DIRECTIONS: Copy out the data below with every "place a point" switched to "put a dot" and nothing else altered. Leave the pictures out of your answer.

-- begin DATASET ENTRIES --

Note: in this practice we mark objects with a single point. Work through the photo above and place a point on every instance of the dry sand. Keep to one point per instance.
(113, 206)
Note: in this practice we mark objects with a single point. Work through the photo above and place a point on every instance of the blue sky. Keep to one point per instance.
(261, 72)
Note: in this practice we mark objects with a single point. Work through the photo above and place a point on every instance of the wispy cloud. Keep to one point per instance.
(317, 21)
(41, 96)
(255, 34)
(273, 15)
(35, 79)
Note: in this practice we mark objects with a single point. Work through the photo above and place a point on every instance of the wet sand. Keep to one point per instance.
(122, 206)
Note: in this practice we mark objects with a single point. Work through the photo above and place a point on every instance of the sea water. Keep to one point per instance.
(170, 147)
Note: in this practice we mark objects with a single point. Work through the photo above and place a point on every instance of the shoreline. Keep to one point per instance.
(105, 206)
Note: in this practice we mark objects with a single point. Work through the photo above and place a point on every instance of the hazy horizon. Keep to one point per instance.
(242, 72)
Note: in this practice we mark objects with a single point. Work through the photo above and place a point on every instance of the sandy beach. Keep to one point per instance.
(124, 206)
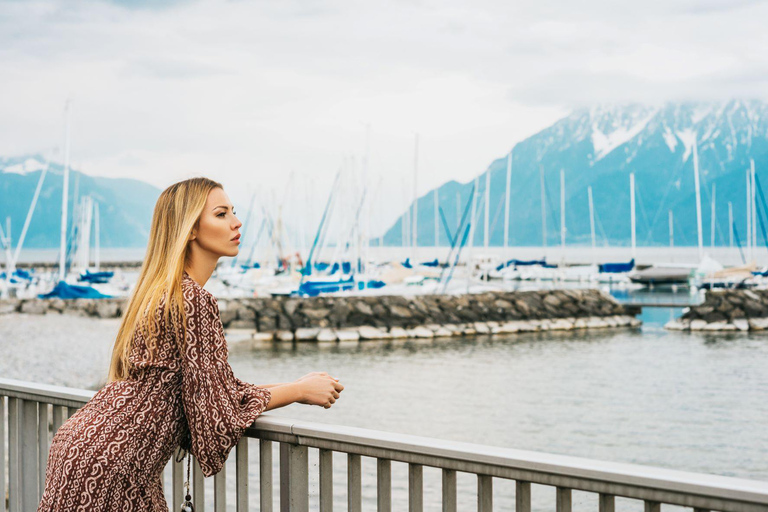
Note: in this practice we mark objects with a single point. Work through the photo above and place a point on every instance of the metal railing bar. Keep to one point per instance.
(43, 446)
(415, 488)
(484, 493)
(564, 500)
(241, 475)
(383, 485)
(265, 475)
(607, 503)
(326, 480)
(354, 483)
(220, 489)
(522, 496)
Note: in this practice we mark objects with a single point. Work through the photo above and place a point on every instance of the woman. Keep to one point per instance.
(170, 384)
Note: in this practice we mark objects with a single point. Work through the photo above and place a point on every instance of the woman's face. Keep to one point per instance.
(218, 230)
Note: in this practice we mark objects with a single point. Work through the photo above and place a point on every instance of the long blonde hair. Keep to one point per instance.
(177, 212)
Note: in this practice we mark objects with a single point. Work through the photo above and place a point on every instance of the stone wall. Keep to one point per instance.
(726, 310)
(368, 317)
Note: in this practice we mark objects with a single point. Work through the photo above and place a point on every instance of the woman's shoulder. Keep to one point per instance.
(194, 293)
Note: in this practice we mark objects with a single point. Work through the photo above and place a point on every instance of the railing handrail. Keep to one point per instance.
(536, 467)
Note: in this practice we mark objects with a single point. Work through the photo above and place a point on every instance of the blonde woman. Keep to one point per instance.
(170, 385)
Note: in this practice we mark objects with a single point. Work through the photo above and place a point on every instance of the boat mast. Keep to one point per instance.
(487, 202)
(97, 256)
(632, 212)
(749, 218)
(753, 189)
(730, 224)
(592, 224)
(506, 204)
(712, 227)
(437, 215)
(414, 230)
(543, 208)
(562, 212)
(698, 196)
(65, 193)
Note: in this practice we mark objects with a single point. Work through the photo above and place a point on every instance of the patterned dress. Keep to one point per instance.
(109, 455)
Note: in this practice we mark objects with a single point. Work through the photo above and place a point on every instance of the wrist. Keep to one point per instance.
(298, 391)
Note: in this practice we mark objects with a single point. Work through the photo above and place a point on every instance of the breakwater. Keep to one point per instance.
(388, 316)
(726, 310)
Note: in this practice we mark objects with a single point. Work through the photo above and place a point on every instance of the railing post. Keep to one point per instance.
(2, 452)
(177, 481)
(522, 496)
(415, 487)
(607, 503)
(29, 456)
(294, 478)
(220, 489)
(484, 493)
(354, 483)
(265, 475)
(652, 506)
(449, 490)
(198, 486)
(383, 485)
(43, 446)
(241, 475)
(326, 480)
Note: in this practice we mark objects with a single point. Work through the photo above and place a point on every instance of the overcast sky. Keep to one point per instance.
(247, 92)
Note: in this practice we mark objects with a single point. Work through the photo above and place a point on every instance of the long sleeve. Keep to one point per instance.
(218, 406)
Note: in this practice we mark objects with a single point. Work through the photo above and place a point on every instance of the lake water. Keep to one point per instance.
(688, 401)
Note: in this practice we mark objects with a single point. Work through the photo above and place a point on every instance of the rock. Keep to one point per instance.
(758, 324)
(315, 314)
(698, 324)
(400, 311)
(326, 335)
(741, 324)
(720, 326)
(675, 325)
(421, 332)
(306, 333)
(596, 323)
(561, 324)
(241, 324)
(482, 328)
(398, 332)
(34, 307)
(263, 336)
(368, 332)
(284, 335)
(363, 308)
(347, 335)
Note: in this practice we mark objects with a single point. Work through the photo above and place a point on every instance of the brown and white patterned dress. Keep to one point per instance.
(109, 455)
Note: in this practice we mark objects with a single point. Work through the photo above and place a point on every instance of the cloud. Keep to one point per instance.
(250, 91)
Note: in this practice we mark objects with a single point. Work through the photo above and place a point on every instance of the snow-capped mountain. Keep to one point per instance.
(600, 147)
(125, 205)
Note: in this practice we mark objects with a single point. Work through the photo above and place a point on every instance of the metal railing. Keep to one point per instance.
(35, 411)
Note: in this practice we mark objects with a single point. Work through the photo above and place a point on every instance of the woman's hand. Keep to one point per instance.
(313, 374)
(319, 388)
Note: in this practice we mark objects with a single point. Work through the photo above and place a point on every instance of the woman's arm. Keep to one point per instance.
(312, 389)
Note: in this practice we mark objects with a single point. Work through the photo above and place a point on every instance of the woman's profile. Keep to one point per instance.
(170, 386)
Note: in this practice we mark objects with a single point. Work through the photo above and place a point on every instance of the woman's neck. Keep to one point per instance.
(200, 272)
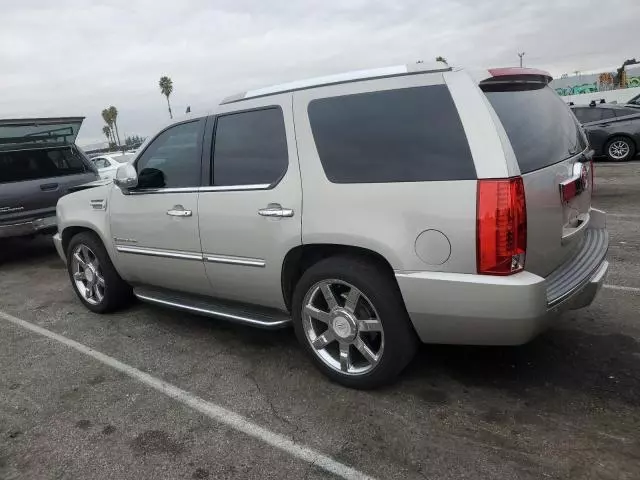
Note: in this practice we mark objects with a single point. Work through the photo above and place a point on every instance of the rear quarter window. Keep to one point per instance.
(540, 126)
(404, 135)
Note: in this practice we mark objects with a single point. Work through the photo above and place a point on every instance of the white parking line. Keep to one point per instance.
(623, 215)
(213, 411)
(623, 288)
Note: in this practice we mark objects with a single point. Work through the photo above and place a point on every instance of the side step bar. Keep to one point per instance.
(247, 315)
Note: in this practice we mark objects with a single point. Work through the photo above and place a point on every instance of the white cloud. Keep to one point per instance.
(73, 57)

-- end DATASET ENTRIES --

RESPONSE FOR THIS EXERCISE:
Note: in this practice we mark objects with a single point. Work through the photo above and put a dot on every instance of the dry sand. Keep to one point per instance.
(113, 206)
Note: in this practice we mark objects with a single point. Work through the photo above and put a dot on every instance of the blue sky. Keep to one point per instance.
(261, 72)
Note: in this practice we mark objects with a single point. Work through the photo above and put a dot on every instance of the wispy cloud. Keep to one point per instance.
(317, 21)
(41, 96)
(255, 34)
(273, 15)
(35, 79)
Note: in this practice we mark objects with a single point. Work through the photo above and put a dot on every instance of the wet sand. Keep to one point per instance.
(122, 206)
Note: in this practice we mark objects with a single point. Work through the photo above and put a dot on every instance of the sea water. Keep to one point per instance.
(170, 147)
Note: in this practice we mark objects with a single point. Work through the photo above and put a dot on every instance of the shoreline. Keep to one point per instance.
(105, 206)
Note: in this practice we mark objects with a single point. Work through the photo above and put a dot on every instance of the hazy horizon. Keep to one point per instance.
(242, 72)
Note: in this practice we mark objects with a single point. Work through the photo above and put a dot on every instance of the sandy beach. Keep to one point per instance.
(124, 206)
Note: in this practice we mark objects with a single point. Work through the photo above and put a dot on every instance of the metal railing bar. Keep to one point per instance.
(43, 446)
(415, 488)
(484, 493)
(564, 500)
(241, 475)
(383, 485)
(265, 475)
(607, 503)
(326, 480)
(354, 483)
(220, 489)
(522, 496)
Note: in this practice we mark objects with a single point. Work through the photo above and put a dot on every instance of the woman. Keep to one point per instance.
(170, 384)
Note: in this practice we mark objects with a single point. Work through the photo above and put a dot on every instance of the woman's face. Keep to one point per instance.
(218, 230)
Note: in this practice we mark objects with a single point. Work through the photo above and put a dot on every instance of the long blonde hair. Keep to one point per instance.
(177, 212)
Note: in this practice we mark objects with a single point. Work through the photo above and put a dot on every instance of the stone wall. Keep to one point per instance.
(726, 310)
(368, 317)
Note: in this practice we mark objects with a single point. Work through the photo above and put a dot on every instance of the woman's shoulder. Keep to one point per instance.
(194, 293)
Note: in this practice we mark objects with a single point. Work through the photo above and put a dot on every instance of the railing handrail. Keep to one point per instance.
(536, 467)
Note: in this practice we mark objects with a single point. Work through the photo above and put a dot on every instance of the blonde woman. Keep to one point per instance.
(170, 385)
Note: in this practice we mark objects with a single point. Work through the photo above and put a dot on every instance of the boat mast. Keep to one point per instance.
(487, 202)
(97, 256)
(632, 212)
(749, 218)
(753, 189)
(730, 224)
(592, 224)
(506, 204)
(712, 227)
(437, 215)
(414, 230)
(543, 208)
(562, 212)
(698, 196)
(65, 193)
Note: in this practice we mark objects with a single point. Work through the photo above and put a dot on every instance of the patterned dress. Keep to one point per instance.
(109, 455)
Note: in this practice we mark objects with a single point. Work through the photo above and put a dot on every instance of the wrist. Keep to one point per instance.
(298, 391)
Note: in this practice we mark objects with a single point. Work through the photo above and put a dot on every instance of the breakwater. Keep to one point per instance.
(388, 316)
(726, 310)
Note: in this practice we mark objects with a single point. Work through the photo above and put a dot on every instance of the railing post. Keep to one point per instance.
(2, 452)
(177, 481)
(522, 496)
(415, 487)
(607, 503)
(29, 456)
(294, 478)
(220, 489)
(484, 493)
(354, 483)
(265, 475)
(652, 506)
(449, 490)
(198, 486)
(383, 485)
(43, 446)
(241, 475)
(326, 480)
Note: in this practice we mark objects with a single point. Work through the photo above and put a dot on every instance of the overcast sky. Keep to one point per instance.
(247, 92)
Note: in this practice we mark objects with a single point. Work through the photo above and put a dot on every instance of the long sleeve. Keep to one point per instance.
(218, 406)
Note: in this practice we mark objects with a single point. Work through the photo above and put a dot on every instance of the lake water. Keep to one point per instance.
(688, 401)
Note: in this practice we mark objects with a single point. Work through the photo above and put a dot on every instance of the rock. Keep to one point per instance.
(758, 324)
(315, 314)
(698, 324)
(400, 311)
(326, 335)
(741, 324)
(720, 326)
(675, 325)
(421, 332)
(306, 333)
(596, 323)
(561, 324)
(241, 324)
(482, 328)
(398, 332)
(34, 307)
(263, 336)
(368, 332)
(284, 335)
(363, 308)
(347, 335)
Note: in this practice we mark objects with a single point. Work through the photo above and put a dot on every instance of the brown and white patterned dress. Keep to one point per instance.
(109, 455)
Note: in this practice we mark objects with a single point. Work through the photo above and put a dot on every instance of the cloud. Keep to one point per instance.
(250, 91)
Note: in this practice we mark objects with a single point. Work through the photo above and put a dot on every instance of the snow-capped mountain. Keep to one point per instance.
(600, 147)
(125, 205)
Note: in this practice we mark objects with a single point. Work through the photo above and put a dot on every instance of the metal railing. Keep to one point per instance.
(35, 411)
Note: in this practice we mark objects with a single point. Work through the photo above and put a dot on every instance of the woman's hand. Keep to one point per instance.
(313, 374)
(319, 388)
Note: in this practice we mark objects with a single point. Work through the photo above and put a dot on every instance of the woman's arm. Keep to one point per instance.
(312, 389)
Note: in this practice we mark objects with a single point. Work through the photo above and put a dot on every instance of the woman's profile. Keep to one point per instance.
(170, 386)
Note: in this practice we mark objects with a single point. Work through the photo above and put a dot on every instance of the woman's neck. Keep to one point per instance.
(200, 272)
Note: in this practice we mark objects with a single point. Work through the photo above and put a dot on every instance of the rear quarter window. Keep to one point per instance.
(540, 126)
(404, 135)
Note: in this practice we mark objects with a single point. Work through the photo above and put a dot on every instance of the white parking line. Keep to one point per instance.
(623, 215)
(213, 411)
(623, 288)
Note: in this practice we mark objects with a single point. Work through the photo above and put a dot on every instance of the side step bar. Keep to one point per instance.
(247, 315)
Note: in this practice we mark objects with a single point. Work through the photo above and put a dot on every instance of the white cloud. Keep to one point per instance.
(73, 57)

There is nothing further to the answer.